[Exercise description] In the entries that follow, find the word "below" and report each line it is on.

[Records for the task]
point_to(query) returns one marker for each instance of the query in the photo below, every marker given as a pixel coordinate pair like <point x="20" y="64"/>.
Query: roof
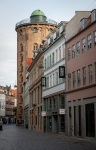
<point x="37" y="13"/>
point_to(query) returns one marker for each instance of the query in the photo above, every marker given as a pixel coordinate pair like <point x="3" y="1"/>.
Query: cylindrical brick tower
<point x="30" y="33"/>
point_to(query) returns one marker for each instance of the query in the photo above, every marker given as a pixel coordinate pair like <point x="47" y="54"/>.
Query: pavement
<point x="18" y="138"/>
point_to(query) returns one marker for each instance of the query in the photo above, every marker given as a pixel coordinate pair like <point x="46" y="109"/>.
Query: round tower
<point x="30" y="33"/>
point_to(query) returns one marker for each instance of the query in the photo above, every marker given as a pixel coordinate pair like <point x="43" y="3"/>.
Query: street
<point x="18" y="138"/>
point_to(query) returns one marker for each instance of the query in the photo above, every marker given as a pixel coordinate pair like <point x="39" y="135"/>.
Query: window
<point x="21" y="47"/>
<point x="62" y="101"/>
<point x="48" y="41"/>
<point x="54" y="36"/>
<point x="89" y="41"/>
<point x="74" y="79"/>
<point x="56" y="78"/>
<point x="52" y="58"/>
<point x="73" y="51"/>
<point x="78" y="48"/>
<point x="69" y="81"/>
<point x="93" y="15"/>
<point x="84" y="75"/>
<point x="90" y="73"/>
<point x="95" y="38"/>
<point x="82" y="23"/>
<point x="59" y="53"/>
<point x="35" y="46"/>
<point x="45" y="63"/>
<point x="50" y="80"/>
<point x="61" y="29"/>
<point x="50" y="103"/>
<point x="54" y="103"/>
<point x="53" y="79"/>
<point x="35" y="30"/>
<point x="69" y="54"/>
<point x="63" y="48"/>
<point x="56" y="55"/>
<point x="21" y="32"/>
<point x="78" y="77"/>
<point x="83" y="45"/>
<point x="21" y="58"/>
<point x="47" y="82"/>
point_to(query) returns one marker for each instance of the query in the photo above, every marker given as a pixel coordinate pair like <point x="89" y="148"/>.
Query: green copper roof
<point x="37" y="13"/>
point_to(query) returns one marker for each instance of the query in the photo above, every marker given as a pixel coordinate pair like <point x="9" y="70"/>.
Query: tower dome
<point x="37" y="16"/>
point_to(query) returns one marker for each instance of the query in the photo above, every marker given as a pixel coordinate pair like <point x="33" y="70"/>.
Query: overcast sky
<point x="13" y="11"/>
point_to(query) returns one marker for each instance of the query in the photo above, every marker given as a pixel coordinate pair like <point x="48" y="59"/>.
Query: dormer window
<point x="35" y="30"/>
<point x="93" y="15"/>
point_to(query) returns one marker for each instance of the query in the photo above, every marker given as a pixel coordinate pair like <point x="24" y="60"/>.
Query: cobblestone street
<point x="19" y="138"/>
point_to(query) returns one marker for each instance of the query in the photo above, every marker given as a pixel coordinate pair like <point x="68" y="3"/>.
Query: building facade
<point x="81" y="78"/>
<point x="26" y="101"/>
<point x="53" y="93"/>
<point x="2" y="104"/>
<point x="35" y="92"/>
<point x="30" y="33"/>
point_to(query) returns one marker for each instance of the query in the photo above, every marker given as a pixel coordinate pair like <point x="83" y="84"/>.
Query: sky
<point x="13" y="11"/>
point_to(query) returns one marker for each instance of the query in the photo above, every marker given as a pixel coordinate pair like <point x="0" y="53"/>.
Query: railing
<point x="27" y="21"/>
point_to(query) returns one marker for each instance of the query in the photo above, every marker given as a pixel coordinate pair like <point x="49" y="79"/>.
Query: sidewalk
<point x="79" y="139"/>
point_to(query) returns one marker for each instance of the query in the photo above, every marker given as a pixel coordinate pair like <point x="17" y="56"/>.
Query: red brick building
<point x="81" y="78"/>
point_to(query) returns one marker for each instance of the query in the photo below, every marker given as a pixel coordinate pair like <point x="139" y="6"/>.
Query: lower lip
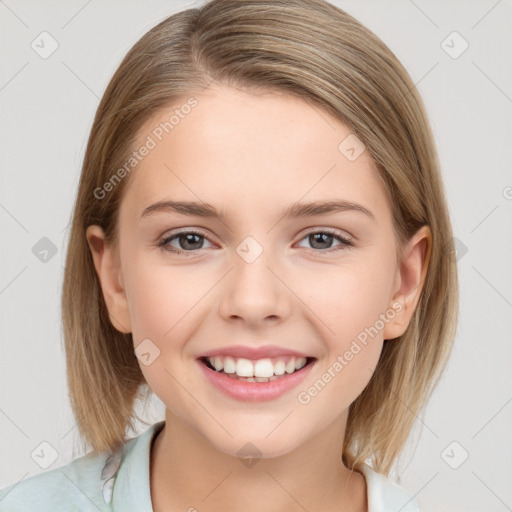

[Task response]
point_to(query) returns one marker for each instance of the query in the photo below, every marker given as a pixel coordinate pair like <point x="20" y="64"/>.
point_to(query) returns one marker for each instance of the query in the photo below, every marker given as a pixel coordinate pair like <point x="139" y="6"/>.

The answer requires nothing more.